Reading text:
** START **

The California dairy industry is the nation’s largest, producing about 18.5 percent of all of the milk and dairy products consumed in the United States, nearly 10 billion pounds more annually than the second biggest milk producing state, Wisconsin. It employs over 180,000 Californians and generates an eye-popping $35 billion in annual economic activity for the state. There are nearly 1.7 million cows producing milk in over 1,300 dairies, the vast majority of which are located in California’s central valley.  It is not a stretch to say that the California dairy industry is a pillar of the state’s enormous and critically important agricultural economy.

As the state’s dairy industry has grown to be the country’s largest, California has been simultaneously working hard to reduce the state’s greenhouse gas emissions. Since the passage of AB 32 in 2006, California has enjoyed considerable success in lowering its carbon emissions. Between 2000 and 2016, California has realized a 9% drop in real GHG emissions, led by reductions from the electrical power and industrial sectors.

** END **

Dataset extract:
** START **

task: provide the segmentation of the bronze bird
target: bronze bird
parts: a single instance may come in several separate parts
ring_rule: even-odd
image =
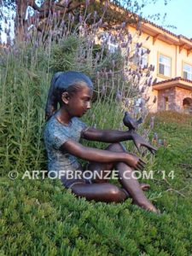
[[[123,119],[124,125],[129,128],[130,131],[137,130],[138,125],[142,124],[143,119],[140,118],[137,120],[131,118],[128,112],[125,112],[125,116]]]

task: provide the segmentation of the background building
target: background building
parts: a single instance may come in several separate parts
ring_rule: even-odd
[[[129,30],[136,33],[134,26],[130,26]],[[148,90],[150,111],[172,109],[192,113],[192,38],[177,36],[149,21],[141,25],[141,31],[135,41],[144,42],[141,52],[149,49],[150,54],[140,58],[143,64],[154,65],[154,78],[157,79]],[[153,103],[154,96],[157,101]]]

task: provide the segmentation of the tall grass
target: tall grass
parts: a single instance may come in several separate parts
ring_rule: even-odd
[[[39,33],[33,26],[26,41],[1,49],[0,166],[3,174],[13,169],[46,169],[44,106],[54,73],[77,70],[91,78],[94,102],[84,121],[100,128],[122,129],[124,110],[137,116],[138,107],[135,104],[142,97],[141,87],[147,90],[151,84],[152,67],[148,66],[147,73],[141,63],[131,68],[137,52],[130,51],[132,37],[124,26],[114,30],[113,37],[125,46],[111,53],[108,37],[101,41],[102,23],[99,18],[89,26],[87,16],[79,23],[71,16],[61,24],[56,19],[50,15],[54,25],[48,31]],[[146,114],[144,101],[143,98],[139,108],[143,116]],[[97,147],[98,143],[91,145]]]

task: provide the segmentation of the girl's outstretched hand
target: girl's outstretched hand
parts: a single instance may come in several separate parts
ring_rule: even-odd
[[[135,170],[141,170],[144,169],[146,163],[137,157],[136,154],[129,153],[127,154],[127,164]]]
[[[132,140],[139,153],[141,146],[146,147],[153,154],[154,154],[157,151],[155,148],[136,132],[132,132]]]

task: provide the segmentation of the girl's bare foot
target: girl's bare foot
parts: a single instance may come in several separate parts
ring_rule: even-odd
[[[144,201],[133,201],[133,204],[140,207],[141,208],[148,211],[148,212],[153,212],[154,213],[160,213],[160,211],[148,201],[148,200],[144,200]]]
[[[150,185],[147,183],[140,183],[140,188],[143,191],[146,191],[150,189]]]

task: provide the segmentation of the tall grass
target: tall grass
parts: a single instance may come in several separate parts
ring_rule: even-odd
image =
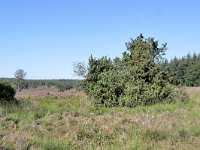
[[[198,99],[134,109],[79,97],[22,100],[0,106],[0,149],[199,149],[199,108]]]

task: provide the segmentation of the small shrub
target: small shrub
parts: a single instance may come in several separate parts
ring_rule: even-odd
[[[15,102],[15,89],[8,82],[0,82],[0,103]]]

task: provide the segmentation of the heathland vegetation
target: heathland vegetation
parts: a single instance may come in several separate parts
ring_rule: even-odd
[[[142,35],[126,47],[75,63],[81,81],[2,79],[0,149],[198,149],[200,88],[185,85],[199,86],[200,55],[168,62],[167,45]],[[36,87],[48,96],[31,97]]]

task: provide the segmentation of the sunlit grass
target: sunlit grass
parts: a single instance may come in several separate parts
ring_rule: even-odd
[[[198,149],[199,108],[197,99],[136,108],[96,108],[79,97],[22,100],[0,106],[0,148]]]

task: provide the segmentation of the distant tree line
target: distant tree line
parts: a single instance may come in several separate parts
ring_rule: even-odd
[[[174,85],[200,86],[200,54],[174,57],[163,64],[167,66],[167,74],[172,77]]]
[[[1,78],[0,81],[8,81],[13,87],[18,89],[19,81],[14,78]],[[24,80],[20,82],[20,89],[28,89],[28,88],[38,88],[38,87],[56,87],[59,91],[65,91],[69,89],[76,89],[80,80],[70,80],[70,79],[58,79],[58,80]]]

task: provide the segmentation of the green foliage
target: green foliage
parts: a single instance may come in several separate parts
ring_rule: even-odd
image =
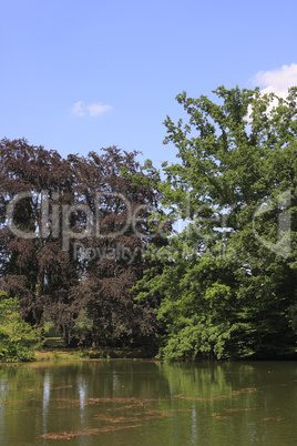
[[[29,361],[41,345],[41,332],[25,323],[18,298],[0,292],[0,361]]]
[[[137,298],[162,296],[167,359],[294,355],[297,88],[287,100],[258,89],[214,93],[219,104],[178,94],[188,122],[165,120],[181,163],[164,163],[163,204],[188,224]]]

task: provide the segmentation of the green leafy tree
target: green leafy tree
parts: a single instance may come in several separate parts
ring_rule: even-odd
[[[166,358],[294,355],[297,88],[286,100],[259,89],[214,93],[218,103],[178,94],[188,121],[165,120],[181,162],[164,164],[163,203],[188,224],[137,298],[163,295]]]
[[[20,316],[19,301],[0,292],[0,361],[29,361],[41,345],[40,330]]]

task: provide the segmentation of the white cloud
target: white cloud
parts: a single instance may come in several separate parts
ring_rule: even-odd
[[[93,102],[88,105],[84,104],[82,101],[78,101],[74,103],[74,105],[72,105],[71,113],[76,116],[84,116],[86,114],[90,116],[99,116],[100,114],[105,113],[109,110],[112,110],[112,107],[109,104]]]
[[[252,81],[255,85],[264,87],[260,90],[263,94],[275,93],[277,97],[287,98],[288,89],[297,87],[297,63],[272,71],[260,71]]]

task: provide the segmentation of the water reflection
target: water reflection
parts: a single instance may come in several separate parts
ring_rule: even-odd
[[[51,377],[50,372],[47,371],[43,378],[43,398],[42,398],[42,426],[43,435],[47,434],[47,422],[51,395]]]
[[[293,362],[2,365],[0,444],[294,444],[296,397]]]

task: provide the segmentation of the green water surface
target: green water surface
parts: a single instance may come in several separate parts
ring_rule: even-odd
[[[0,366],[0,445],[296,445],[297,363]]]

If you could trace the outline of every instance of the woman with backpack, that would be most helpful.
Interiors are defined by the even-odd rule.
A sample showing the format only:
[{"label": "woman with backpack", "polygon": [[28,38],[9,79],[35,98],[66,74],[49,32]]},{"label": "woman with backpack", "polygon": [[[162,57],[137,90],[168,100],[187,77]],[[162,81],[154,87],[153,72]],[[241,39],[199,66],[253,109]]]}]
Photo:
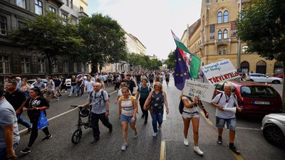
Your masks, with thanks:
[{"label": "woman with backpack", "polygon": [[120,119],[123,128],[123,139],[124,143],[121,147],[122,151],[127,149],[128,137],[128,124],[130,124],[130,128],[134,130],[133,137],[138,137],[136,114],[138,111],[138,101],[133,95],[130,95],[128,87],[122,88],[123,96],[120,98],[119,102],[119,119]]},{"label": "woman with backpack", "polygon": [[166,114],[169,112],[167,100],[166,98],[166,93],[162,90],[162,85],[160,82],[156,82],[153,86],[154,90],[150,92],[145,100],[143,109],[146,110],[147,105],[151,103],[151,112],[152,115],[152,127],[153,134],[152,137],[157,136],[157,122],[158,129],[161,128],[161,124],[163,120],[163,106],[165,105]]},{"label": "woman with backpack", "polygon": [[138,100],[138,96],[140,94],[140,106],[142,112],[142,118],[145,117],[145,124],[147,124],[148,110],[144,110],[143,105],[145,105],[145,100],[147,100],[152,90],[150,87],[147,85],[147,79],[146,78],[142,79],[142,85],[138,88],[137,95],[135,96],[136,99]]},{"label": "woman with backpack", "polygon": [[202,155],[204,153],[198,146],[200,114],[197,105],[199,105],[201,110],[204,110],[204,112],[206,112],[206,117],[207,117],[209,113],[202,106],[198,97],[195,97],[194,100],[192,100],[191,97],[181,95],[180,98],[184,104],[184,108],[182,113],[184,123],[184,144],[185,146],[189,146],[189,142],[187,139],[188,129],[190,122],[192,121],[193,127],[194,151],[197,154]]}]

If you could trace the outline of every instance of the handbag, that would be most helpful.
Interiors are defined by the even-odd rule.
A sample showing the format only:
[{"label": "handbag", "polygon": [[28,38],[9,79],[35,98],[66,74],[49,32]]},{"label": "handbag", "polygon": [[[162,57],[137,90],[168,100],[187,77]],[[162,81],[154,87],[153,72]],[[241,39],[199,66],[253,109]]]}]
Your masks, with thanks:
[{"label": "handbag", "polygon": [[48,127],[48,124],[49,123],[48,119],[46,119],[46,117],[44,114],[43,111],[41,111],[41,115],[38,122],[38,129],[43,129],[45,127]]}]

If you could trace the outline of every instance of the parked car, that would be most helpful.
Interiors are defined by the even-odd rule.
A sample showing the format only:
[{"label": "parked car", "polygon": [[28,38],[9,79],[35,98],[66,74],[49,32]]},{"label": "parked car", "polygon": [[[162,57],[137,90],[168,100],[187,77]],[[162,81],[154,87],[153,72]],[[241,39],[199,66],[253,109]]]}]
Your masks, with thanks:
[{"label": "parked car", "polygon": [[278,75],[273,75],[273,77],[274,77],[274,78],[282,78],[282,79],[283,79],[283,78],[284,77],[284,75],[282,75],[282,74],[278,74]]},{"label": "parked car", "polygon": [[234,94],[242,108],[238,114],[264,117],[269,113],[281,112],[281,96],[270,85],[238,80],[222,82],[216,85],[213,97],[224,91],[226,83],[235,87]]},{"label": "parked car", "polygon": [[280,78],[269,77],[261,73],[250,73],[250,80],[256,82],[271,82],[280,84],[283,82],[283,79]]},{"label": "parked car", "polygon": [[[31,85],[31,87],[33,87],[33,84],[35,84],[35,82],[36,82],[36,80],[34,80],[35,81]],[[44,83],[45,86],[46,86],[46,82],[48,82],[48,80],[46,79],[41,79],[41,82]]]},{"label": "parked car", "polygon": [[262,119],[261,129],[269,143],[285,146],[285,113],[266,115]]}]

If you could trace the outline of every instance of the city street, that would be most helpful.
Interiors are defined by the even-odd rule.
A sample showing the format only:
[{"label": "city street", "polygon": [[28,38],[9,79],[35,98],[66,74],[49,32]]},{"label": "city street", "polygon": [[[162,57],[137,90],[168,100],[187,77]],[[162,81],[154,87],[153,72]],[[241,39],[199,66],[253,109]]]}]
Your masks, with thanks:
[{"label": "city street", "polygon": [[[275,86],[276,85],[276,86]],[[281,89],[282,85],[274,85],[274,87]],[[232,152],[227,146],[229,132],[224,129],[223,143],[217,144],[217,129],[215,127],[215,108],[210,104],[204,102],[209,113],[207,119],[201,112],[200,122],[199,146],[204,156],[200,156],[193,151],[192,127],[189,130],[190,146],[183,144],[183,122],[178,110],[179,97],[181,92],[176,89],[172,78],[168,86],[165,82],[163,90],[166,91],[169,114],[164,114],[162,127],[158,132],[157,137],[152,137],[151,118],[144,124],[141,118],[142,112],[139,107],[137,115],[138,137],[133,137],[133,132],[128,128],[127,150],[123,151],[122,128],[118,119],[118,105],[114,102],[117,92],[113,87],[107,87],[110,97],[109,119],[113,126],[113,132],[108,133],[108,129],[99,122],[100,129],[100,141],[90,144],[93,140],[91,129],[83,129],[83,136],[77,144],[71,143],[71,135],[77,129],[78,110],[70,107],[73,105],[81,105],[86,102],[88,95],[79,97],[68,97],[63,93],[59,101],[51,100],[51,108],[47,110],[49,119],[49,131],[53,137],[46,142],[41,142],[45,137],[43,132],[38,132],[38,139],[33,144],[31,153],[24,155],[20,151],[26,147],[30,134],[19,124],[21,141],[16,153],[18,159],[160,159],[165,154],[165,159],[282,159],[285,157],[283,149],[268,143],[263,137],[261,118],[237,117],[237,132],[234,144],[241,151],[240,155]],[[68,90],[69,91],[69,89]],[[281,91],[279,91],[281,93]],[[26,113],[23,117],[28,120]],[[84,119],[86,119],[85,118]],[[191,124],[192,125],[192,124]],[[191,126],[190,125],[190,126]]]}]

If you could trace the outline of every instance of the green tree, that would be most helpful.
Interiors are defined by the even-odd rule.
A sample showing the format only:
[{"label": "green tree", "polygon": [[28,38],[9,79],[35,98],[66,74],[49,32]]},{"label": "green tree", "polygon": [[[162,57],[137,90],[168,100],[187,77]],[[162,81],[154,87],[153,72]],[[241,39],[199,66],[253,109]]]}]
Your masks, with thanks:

** END **

To be done:
1. Based on the passage on California's dairy industry, decide whether each statement is true. Answer yes or no and quote the words that settle it.
(a) The California dairy industry employs more than 180,000 Californians.
(b) Wisconsin produces more milk than any other state.
(c) California's greenhouse gas emissions rose 9% between 2000 and 2016.
2. According to the passage on California's dairy industry, how many cows produce milk in the state's dairies?
The rows come from a different source than the passage on California's dairy industry.

Results for the exercise:
1.
(a) Yes: "It employs over 180,000 Californians"
(b) No: "the second biggest milk producing state, Wisconsin"
(c) No: "California has realized a 9% drop in real GHG emissions"

2. Nearly 1.7 million.